[start]
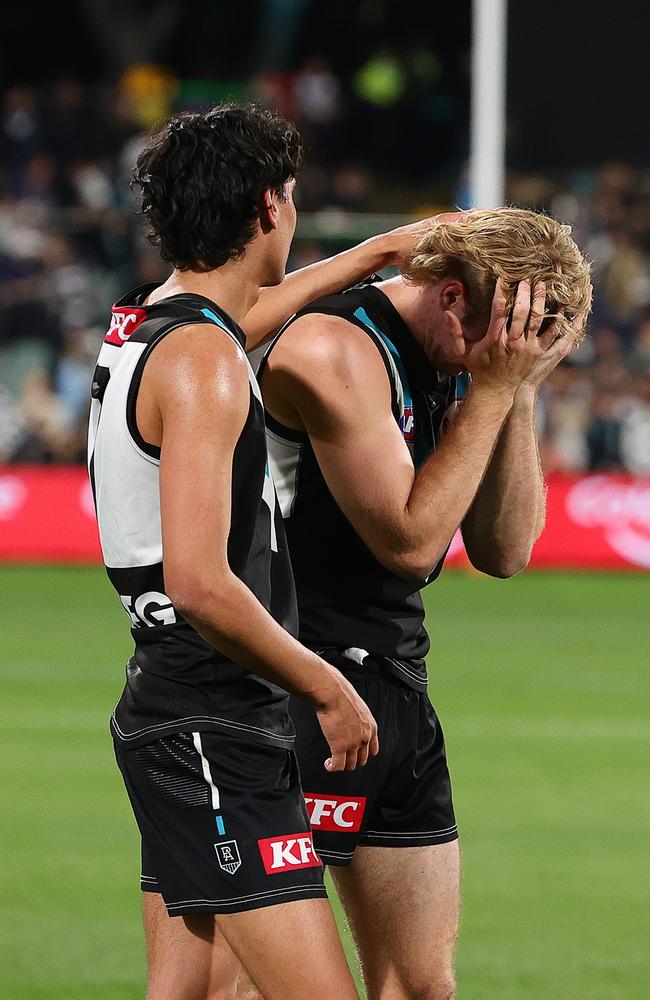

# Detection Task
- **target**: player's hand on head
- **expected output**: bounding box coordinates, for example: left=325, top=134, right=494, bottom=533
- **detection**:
left=385, top=212, right=469, bottom=266
left=317, top=675, right=379, bottom=771
left=458, top=279, right=586, bottom=392
left=525, top=292, right=589, bottom=386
[end]
● TO DO: Rewrite the listing with every "coordinates" replaced by "values" and all else unchanged, and leave the pictures out.

● OUTPUT OF THE EXERCISE:
# Detection Task
- **target**: player's hand on head
- **expected output**: bounding box values, for example: left=325, top=134, right=494, bottom=533
- **detection**:
left=385, top=212, right=469, bottom=266
left=317, top=675, right=379, bottom=771
left=458, top=279, right=586, bottom=392
left=525, top=292, right=589, bottom=386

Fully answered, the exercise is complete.